- [What to work on]:
**A)** Sum up the piece about the Fisher brothers of Campbellfield and Coburg in three sentences.
**B)** From the piece on the Fisher brothers, put this sentence into Spanish: "Daniel Fisher, the father, died in 1907 leaving his widow Edith to do the best she could to support the children."
**C)** According to the Fisher brothers piece, where was Mrs Hannah Dunn when the boys broke into her home?

Sunday, 10 July 2016

The Fisher brothers of Campbellfield and Coburg

James, John and Daniel Fisher were sons of Daniel and Edith (nee Pickett) Fisher who lived at Campbellfield where they raised eight children. (Two children died in infancy and are buried at Will Will Rook Cemetery).


Merri Creek at Campbellfield, circa 1925. Image courtesy Coburg Historical Society.


The children had a tough start in life. Not only was their father, a Campbellfield labourer, a drinker but he was unable to control his children. To begin with he was fined for not sending the children to school. 


Campbellfield State School, circa 1920. Image courtesy Moreland City Libraries.


But in 1902, when son William was 11 and son Daniel was 9, the boys were found guilty of breaking into the home of Mrs Hannah Dunn, the Fawkner gatekeeper while she was away at Sunday School. They stole jewellery and money. They'd also taken scones from a tin she'd left on the kitchen table. For this crime they were sent to the Department of Neglected Children. (Age, 12 Feb 1902) Their father was expected to pay for their upkeep, but did not do so and in 1903 claimed that he did not have the money and would have to go to gaol rather than pay the fine. This continued into 1903 and 1904, so the boys were away from the family home for some years.

Daniel Fisher, the father, died in 1907 leaving his widow Edith to do the best she could to support the children. The oldest girls were 18 and 19 and William and Daniel were by then 17 and 15, but she still had four children under 14 to support and the youngest child was only 6 years old.

- [Extracted records]:
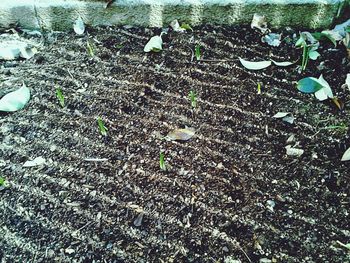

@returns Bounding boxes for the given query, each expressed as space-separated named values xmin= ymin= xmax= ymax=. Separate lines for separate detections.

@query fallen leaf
xmin=272 ymin=112 xmax=290 ymax=119
xmin=73 ymin=17 xmax=85 ymax=35
xmin=341 ymin=148 xmax=350 ymax=162
xmin=239 ymin=58 xmax=271 ymax=70
xmin=315 ymin=74 xmax=334 ymax=101
xmin=143 ymin=36 xmax=163 ymax=52
xmin=166 ymin=128 xmax=195 ymax=141
xmin=285 ymin=145 xmax=304 ymax=157
xmin=250 ymin=13 xmax=269 ymax=34
xmin=170 ymin=19 xmax=186 ymax=32
xmin=23 ymin=156 xmax=46 ymax=167
xmin=0 ymin=83 xmax=30 ymax=112
xmin=272 ymin=112 xmax=294 ymax=124
xmin=0 ymin=40 xmax=38 ymax=60
xmin=261 ymin=33 xmax=282 ymax=47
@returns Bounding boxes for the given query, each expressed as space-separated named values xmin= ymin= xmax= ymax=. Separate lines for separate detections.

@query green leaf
xmin=56 ymin=87 xmax=64 ymax=108
xmin=309 ymin=50 xmax=320 ymax=60
xmin=73 ymin=17 xmax=85 ymax=35
xmin=195 ymin=45 xmax=201 ymax=60
xmin=297 ymin=77 xmax=323 ymax=93
xmin=97 ymin=117 xmax=108 ymax=136
xmin=180 ymin=23 xmax=193 ymax=31
xmin=0 ymin=177 xmax=6 ymax=186
xmin=0 ymin=83 xmax=30 ymax=112
xmin=239 ymin=58 xmax=271 ymax=70
xmin=341 ymin=148 xmax=350 ymax=162
xmin=159 ymin=152 xmax=166 ymax=172
xmin=271 ymin=59 xmax=294 ymax=67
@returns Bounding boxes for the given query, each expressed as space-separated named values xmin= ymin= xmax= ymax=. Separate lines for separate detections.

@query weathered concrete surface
xmin=0 ymin=0 xmax=345 ymax=30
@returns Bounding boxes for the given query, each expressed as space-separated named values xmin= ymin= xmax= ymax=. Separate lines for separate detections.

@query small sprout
xmin=258 ymin=82 xmax=261 ymax=95
xmin=0 ymin=176 xmax=6 ymax=186
xmin=159 ymin=152 xmax=166 ymax=172
xmin=0 ymin=176 xmax=10 ymax=191
xmin=295 ymin=32 xmax=320 ymax=71
xmin=56 ymin=86 xmax=64 ymax=108
xmin=180 ymin=23 xmax=193 ymax=32
xmin=97 ymin=117 xmax=108 ymax=136
xmin=188 ymin=90 xmax=197 ymax=108
xmin=86 ymin=40 xmax=95 ymax=57
xmin=195 ymin=45 xmax=201 ymax=60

- [Answers below]:
**A)** Daniel and Edith Fisher raised eight children at Campbellfield, and the children had a tough start because their father, a labourer, drank, could not control them, and was fined for not sending them to school. In 1902, sons William and Daniel, aged 11 and 9, broke into the home of the Fawkner gatekeeper, Mrs Hannah Dunn, stole jewelry and money, and were sent to the Department of Neglected Children, where they stayed for some years because their father would not pay for their upkeep. The father died in 1907, leaving his widow Edith to support the children, including four still under 14.

**B)** Daniel Fisher, el padre, murió en 1907 y dejó a su viuda Edith para que hiciera lo que pudiera para mantener a los hijos.

**C)** She was away at Sunday School.